(Bounding box annotation entries)
○ ○ ○ ○

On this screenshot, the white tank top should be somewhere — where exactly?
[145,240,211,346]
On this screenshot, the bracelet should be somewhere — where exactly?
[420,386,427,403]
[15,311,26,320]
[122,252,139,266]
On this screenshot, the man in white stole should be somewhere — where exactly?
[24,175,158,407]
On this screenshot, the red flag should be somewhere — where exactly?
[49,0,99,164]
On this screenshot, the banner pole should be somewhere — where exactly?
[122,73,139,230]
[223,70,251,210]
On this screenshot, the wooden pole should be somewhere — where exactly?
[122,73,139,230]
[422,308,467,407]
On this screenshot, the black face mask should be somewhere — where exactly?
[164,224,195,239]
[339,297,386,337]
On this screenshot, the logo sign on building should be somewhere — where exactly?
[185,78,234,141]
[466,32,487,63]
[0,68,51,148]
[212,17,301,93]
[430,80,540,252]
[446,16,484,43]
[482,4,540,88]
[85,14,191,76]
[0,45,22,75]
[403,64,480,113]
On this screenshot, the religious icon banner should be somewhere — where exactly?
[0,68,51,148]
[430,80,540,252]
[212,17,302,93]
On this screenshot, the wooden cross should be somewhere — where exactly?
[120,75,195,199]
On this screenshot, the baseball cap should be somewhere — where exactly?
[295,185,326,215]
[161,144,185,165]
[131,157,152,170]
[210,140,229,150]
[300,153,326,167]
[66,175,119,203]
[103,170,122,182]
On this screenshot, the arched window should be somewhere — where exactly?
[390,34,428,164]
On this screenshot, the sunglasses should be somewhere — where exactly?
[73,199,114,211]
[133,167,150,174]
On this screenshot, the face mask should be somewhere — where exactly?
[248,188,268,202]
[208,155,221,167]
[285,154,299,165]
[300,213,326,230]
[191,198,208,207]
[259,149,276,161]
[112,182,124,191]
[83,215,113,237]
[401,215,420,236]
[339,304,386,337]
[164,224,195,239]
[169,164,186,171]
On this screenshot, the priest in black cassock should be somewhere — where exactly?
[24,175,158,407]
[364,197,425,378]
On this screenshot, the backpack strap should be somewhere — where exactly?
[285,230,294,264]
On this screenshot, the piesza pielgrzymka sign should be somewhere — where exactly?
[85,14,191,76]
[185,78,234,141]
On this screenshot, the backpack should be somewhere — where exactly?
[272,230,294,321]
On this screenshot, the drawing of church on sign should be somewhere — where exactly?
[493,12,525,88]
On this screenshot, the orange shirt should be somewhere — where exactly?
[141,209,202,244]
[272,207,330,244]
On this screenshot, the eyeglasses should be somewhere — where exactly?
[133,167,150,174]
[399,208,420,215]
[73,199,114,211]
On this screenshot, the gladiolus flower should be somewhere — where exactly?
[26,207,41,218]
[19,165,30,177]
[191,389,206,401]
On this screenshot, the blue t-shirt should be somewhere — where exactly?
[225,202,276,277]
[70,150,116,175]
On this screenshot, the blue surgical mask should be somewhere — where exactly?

○ ○ ○ ○

- [Task to carry out]:
Turn all of the records above into a numbered list, leaving out any blank lines.

- [Answer to the exercise]:
1. On this screenshot, the white tank top should be somewhere — where exactly?
2. [145,240,211,346]
3. On this screenshot, the bracelet should be somewhere — where exactly?
4. [420,386,427,403]
5. [15,311,26,320]
6. [122,252,139,266]
7. On this screenshot, the man in white stole should be somewhere — where exactly?
8. [24,175,158,407]
9. On this screenshot, the red flag should be somewhere — where exactly?
10. [49,0,99,164]
11. On this screenshot, the banner pole should be somewhere — where exactly?
12. [122,73,139,230]
13. [223,70,251,210]
14. On this screenshot, the wooden pole should be somewhere — where exactly?
15. [122,73,139,230]
16. [422,308,467,407]
17. On this screenshot, the black face mask should be somewhere — where exactly?
18. [164,224,195,239]
19. [339,297,386,337]
20. On this screenshot, the logo sign on building should be somewhere — where exactly?
21. [185,78,234,141]
22. [466,32,487,63]
23. [0,68,51,148]
24. [212,17,301,93]
25. [430,80,540,252]
26. [446,16,484,43]
27. [482,4,540,88]
28. [85,14,191,76]
29. [0,45,22,75]
30. [403,64,480,113]
31. On this screenshot, the religious icon banner should be somewhere — where exactly?
32. [0,68,51,148]
33. [430,80,540,252]
34. [212,17,302,93]
35. On this screenshot, the wooden cross should be somewhere — where exactly?
36. [120,75,195,199]
37. On this screenshot, the baseball cap should be somewhere — where exactly?
38. [295,185,326,215]
39. [161,144,185,165]
40. [131,157,152,170]
41. [210,140,229,150]
42. [300,153,326,167]
43. [66,175,119,203]
44. [103,170,122,182]
45. On this screenshot, the arched window should be somewhere — where exactly?
46. [390,34,428,164]
47. On this screenshot, the sunglasses should be somewhere — where exactly?
48. [73,199,114,211]
49. [133,167,150,174]
50. On this screenshot, the face mask should be somewhere — where exactly?
51. [248,188,268,202]
52. [208,155,221,167]
53. [285,154,299,165]
54. [300,213,326,230]
55. [191,198,208,207]
56. [259,149,276,161]
57. [112,182,124,191]
58. [83,215,113,237]
59. [401,215,420,236]
60. [339,304,386,337]
61. [164,224,195,239]
62. [169,164,186,171]
63. On this screenshot, the priest in black cassock should be somewhere — where exactly?
64. [24,175,158,407]
65. [364,197,425,378]
66. On this screenshot, the backpack strap should be somewhere — where exactly?
67. [285,230,294,264]
68. On this screenshot, the piesza pielgrzymka sign should be somewhere — where exactly?
69. [85,14,191,76]
70. [185,78,234,141]
71. On this screenshot, the backpack should be somewhere — where exactly?
72. [272,230,294,321]
73. On this screenshot, the drawing of church on sign should be somewhere — where exactly?
74. [493,12,525,88]
75. On this screenshot, the orange shirt should be somewhere — where exactly?
76. [141,209,202,244]
77. [272,207,330,244]
78. On this screenshot, the eyeglasses should be somewhere — where exactly?
79. [133,167,150,174]
80. [399,208,420,215]
81. [73,199,114,211]
82. On this screenshot, the gladiolus flower should be somewhere — where exactly?
83. [26,207,41,218]
84. [19,165,30,177]
85. [191,389,206,401]
86. On this screenshot, the blue t-shirt should be somewhere — where exactly?
87. [225,202,276,277]
88. [70,150,116,175]
89. On this screenshot, the blue surgical mask should be somewhere — where exactly?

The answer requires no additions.